Parts of the exercise:
• a. From the post on commenting code, extract the passage starting with "In general, R" and going on through "complement one another.".
• b. Condense the paragraph of the post on commenting code that begins "I’d heard this before" into a shorter version that keeps its main facts.

Excerpt to read:
::::::::

Don’t comment code

Posted on October 27, 2009 2:30 AM by Andrew

I’d heard this before, but good advice is typically worth repeating. For those of you who program in R, I’d also recommend that scripts be written so it can run from scratch in an empty R environment. Many many times I’ve found my R scripts and environments to be palimpsests whose meanings are difficult to unravel. (The official recommendation, I guess, is to put everything in R packages, but I’ve never actually learned how to do this.)

15 thoughts on “Don’t comment code”

Andrei on October 27, 2009 1:33 AM at 1:33 am said:

One type of comment which is extremely useful is the type signature of a function. This is not obvious, especially in R when vectors, matrices can be easily confused with each other. And functions can be passed as arguments.

In general, R can be used for very much functional-like programming which many consider to be a good thing.

A.
andrewt on October 27, 2009 1:45 AM at 1:45 am said:

You'd really advocate not supplying comments like those in this famous piece of code??

http://www.bsdlover.cn/study/UnixTree/V6/usr/sys/…
Richard D. Morey on October 27, 2009 2:17 AM at 2:17 am said:

Surely readable code and comments are not mutually exclusive. Often, when I'm looking at source code, I'm looking for a particular snippet of code to do what I want. Comments help me scan tremendously faster than I could without them. I find comments help make the structure of code more transparent.

Comments aren't a replacement for clear code; rather, the complement one another.

::::::::

[Entries pointing to named objects]
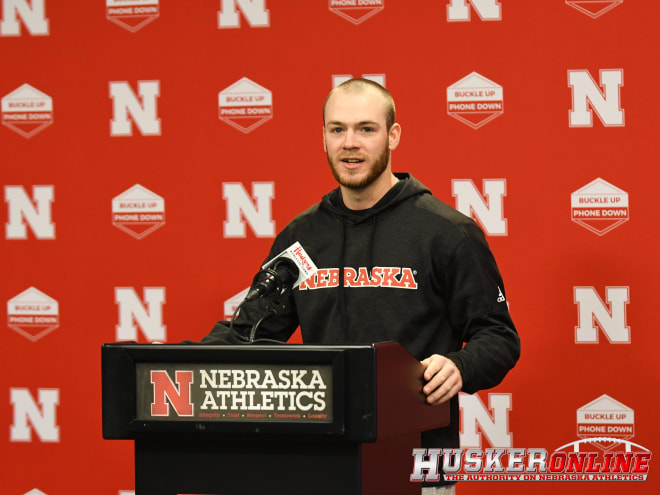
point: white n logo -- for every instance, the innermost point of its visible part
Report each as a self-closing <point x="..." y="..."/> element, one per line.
<point x="495" y="426"/>
<point x="254" y="11"/>
<point x="488" y="10"/>
<point x="240" y="205"/>
<point x="33" y="17"/>
<point x="470" y="202"/>
<point x="131" y="311"/>
<point x="587" y="95"/>
<point x="612" y="320"/>
<point x="22" y="209"/>
<point x="43" y="420"/>
<point x="143" y="114"/>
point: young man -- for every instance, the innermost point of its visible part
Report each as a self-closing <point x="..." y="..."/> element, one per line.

::::::::

Answers to the problems:
• a.
In general, R can be used for very much functional-like programming which many consider to be a good thing.

A.
andrewt on October 27, 2009 1:45 AM at 1:45 am said:

You'd really advocate not supplying comments like those in this famous piece of code??

http://www.bsdlover.cn/study/UnixTree/V6/usr/sys/…
Richard D. Morey on October 27, 2009 2:17 AM at 2:17 am said:

Surely readable code and comments are not mutually exclusive. Often, when I'm looking at source code, I'm looking for a particular snippet of code to do what I want. Comments help me scan tremendously faster than I could without them. I find comments help make the structure of code more transparent.

Comments aren't a replacement for clear code; rather, the complement one another.

• b. I've heard this advice before, and it bears repeating. I also recommend that R users write scripts that can run from scratch in an empty R environment, because my own R scripts and environments have often become palimpsests whose meanings are hard to unravel. Putting everything in R packages is apparently the official recommendation, but I've never learned how to do it.